--- Begin ---

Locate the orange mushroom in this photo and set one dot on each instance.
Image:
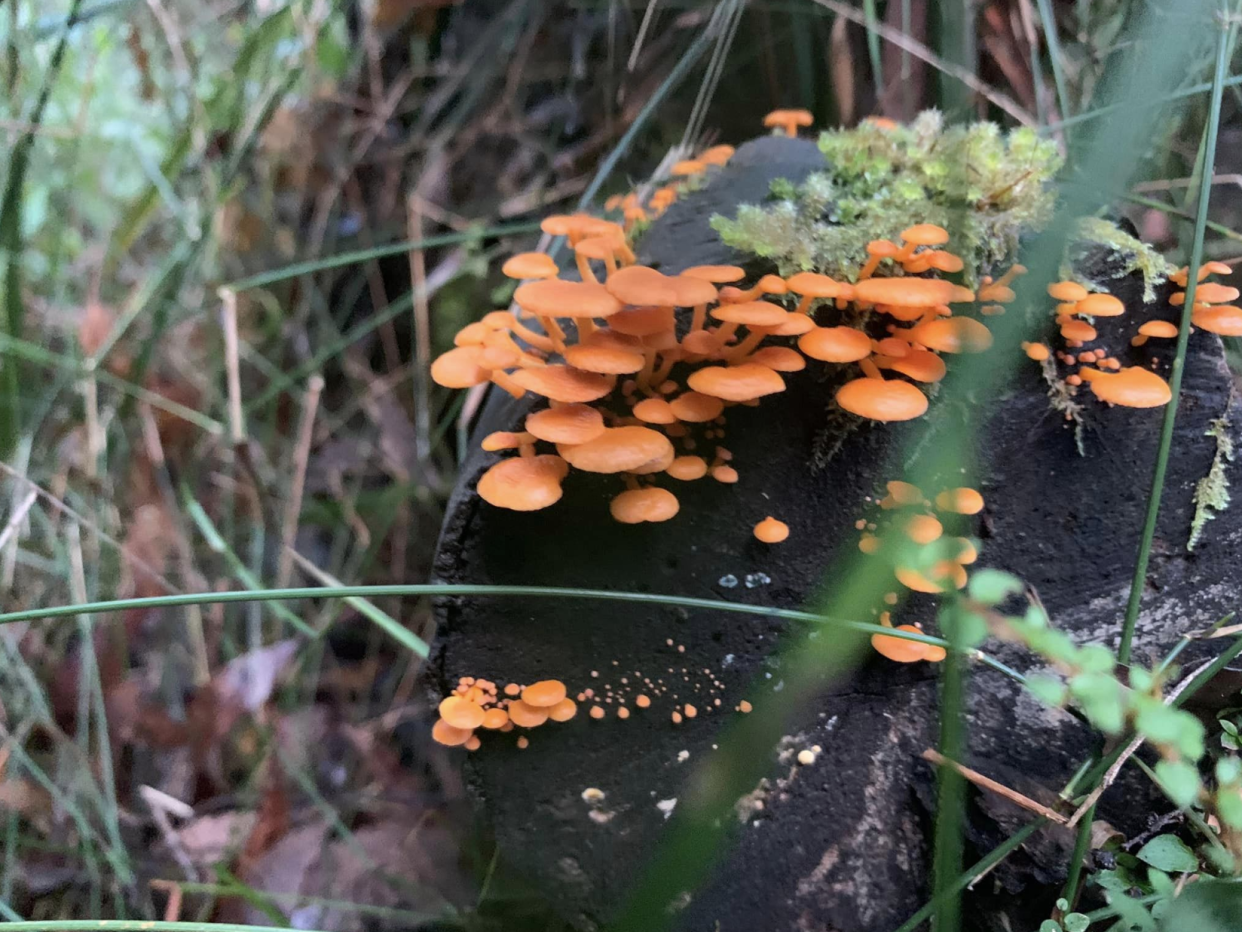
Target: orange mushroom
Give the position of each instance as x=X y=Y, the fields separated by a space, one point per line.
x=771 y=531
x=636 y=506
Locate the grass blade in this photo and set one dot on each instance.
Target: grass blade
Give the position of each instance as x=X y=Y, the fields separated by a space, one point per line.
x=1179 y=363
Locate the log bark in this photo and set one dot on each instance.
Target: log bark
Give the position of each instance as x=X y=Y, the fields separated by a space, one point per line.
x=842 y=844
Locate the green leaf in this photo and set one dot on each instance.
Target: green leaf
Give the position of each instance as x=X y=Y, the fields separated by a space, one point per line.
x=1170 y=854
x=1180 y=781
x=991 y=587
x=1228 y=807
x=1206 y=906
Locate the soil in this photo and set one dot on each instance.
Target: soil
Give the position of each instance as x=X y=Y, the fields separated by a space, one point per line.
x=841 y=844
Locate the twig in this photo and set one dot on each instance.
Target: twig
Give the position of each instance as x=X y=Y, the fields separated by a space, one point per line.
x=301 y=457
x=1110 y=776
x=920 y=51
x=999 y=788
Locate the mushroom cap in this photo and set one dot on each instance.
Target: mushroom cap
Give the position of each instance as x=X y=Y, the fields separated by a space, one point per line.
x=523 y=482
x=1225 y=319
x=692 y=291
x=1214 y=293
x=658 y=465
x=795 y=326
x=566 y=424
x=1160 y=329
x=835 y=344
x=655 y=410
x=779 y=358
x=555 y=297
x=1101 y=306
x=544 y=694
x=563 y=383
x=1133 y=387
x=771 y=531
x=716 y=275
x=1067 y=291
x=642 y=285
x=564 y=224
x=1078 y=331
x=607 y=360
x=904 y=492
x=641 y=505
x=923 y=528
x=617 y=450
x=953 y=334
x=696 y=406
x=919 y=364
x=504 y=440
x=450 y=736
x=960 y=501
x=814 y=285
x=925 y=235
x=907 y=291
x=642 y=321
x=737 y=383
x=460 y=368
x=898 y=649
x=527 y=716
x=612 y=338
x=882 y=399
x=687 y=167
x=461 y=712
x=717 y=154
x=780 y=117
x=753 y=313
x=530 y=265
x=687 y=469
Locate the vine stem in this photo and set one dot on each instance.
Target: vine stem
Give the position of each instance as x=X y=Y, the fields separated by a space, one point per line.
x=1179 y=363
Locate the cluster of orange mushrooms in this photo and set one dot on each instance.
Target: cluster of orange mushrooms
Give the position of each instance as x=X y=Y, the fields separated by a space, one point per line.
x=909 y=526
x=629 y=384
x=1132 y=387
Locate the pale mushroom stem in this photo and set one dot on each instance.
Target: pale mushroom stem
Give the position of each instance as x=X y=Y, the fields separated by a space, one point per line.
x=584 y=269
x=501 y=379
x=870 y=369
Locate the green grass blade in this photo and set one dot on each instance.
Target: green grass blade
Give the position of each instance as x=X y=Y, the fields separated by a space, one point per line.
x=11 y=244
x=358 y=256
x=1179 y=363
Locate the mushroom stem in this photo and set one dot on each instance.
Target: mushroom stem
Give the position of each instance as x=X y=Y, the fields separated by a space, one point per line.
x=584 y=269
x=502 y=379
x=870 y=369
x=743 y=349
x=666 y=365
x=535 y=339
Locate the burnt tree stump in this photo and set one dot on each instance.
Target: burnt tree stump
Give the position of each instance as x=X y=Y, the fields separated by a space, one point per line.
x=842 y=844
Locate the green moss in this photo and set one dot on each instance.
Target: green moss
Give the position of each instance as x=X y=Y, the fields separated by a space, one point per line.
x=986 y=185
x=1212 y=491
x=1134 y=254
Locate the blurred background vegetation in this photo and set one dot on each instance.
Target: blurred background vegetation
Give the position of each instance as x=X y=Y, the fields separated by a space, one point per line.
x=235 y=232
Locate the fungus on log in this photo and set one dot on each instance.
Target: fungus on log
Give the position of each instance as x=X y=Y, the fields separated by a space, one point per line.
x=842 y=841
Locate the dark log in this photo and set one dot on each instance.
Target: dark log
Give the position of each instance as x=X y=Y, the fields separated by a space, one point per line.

--- End ---

Write out all the entries above again with every "set one dot" replaced by "place one marker" and nothing else changed, leaving out the pictures.

**Problem solution**
Locate the orange mushroom in this photo and place one marker on each instance.
Image:
Target: orange mushroom
Give the position of each instance as x=X y=Y, the fields separated by a space, one point per line.
x=771 y=531
x=636 y=506
Locate the grass blade in this photo and place one marker on each instance.
Target: grass blade
Give the position of each instance as x=X y=Y, the fields separated by a space, one point per line.
x=1179 y=363
Locate the log bark in this photo and place one marker on each instance.
Target: log bark
Give the position of each instance as x=X y=Y, the fields separated by a space, one point per line.
x=842 y=844
Locate the green leaf in this photo and place one marker on each instance.
Target: green leaf
Give the position of each instance as x=X y=Y, the fields separated by a space, one point per line.
x=1170 y=854
x=1180 y=781
x=991 y=587
x=1228 y=807
x=1206 y=906
Locate the soil in this photo and place one marker on each instance.
Target: soil
Give the position of each instance as x=X y=Y, the fields separated by a space, one point per line.
x=841 y=844
Locate the twig in this photo and place one marker on each instance.
Target: twig
Give the position of each instance as x=X y=Y, the fields separated by a space, one point per line.
x=301 y=457
x=1110 y=776
x=920 y=51
x=999 y=788
Locate the mushroom cap in this photo and place one marker on each instance.
Target: mushroom cap
Give the position of each instance as x=X y=Y, the fields separated by a space, one point per line.
x=523 y=482
x=1225 y=319
x=692 y=291
x=1214 y=293
x=658 y=465
x=795 y=326
x=566 y=424
x=1160 y=329
x=835 y=344
x=655 y=410
x=779 y=358
x=555 y=297
x=1101 y=306
x=544 y=694
x=563 y=383
x=1133 y=387
x=771 y=531
x=716 y=275
x=1067 y=291
x=642 y=285
x=564 y=224
x=1078 y=331
x=607 y=360
x=904 y=492
x=641 y=505
x=923 y=528
x=617 y=450
x=953 y=334
x=696 y=406
x=919 y=364
x=504 y=440
x=450 y=736
x=960 y=501
x=814 y=285
x=925 y=235
x=907 y=291
x=642 y=321
x=737 y=383
x=460 y=368
x=898 y=649
x=527 y=716
x=612 y=338
x=882 y=399
x=687 y=167
x=461 y=712
x=717 y=154
x=780 y=117
x=753 y=313
x=530 y=265
x=687 y=469
Locate the vine stem in this photo and place one marker on each instance.
Target: vine stem
Give the position of each instance as x=X y=Y, the fields separated by a space, one point per line.
x=1179 y=363
Locate the cluster of orange mushrooms in this photo and place one marker on each instance.
Target: cluster of orange mushrooms
Give the position of each instance as x=X y=Y, the fields separated by a space, one point per line.
x=909 y=526
x=629 y=384
x=1132 y=387
Locate the pale mushroom stem in this photo and place one marker on each instance.
Target: pale mushroom stem
Give the position of each instance as x=X y=Y, the fields separated by a space, one point per line.
x=584 y=269
x=501 y=379
x=870 y=369
Locate the green grass blade in this photo and place one marker on each instance.
Target: green grass blade
Give the position of each instance as x=X y=Y, the fields separated by a space, one point per line.
x=11 y=244
x=358 y=256
x=1179 y=363
Locate the mushroom stem in this photo and place one marker on each instance.
Target: mushroom stem
Give the position of each instance as x=X y=Y, the fields separated by a space, one point per line.
x=584 y=269
x=502 y=379
x=870 y=369
x=743 y=349
x=666 y=365
x=535 y=339
Locate the burnt tree stump in this photo and place one marker on each instance.
Target: burnt tree stump
Give the position of each instance as x=X y=Y, the fields separated by a space, one point per line.
x=842 y=844
Locate the green moss in this photo and place one marker on each instance.
Target: green moss
Give the position of each instance as x=X y=Y, the fields separated by a space, one point per line.
x=986 y=185
x=1212 y=491
x=1134 y=254
Locate the blurred background vegetation in this photo and place one marker on each instance.
Target: blurred background vegetation
Give the position of each instance as x=X y=Y, the fields separated by a space, one point per line.
x=235 y=232
Locate the fungus on log in this photo and place one marker on each instance.
Target: fungus on log
Give the position of each instance as x=X y=Y, the fields separated by a space, one point per line.
x=842 y=841
Locate the dark log in this photo and place one marker on each instance.
Target: dark log
Give the position of each instance as x=X y=Y, the fields separated by a space, one point per line.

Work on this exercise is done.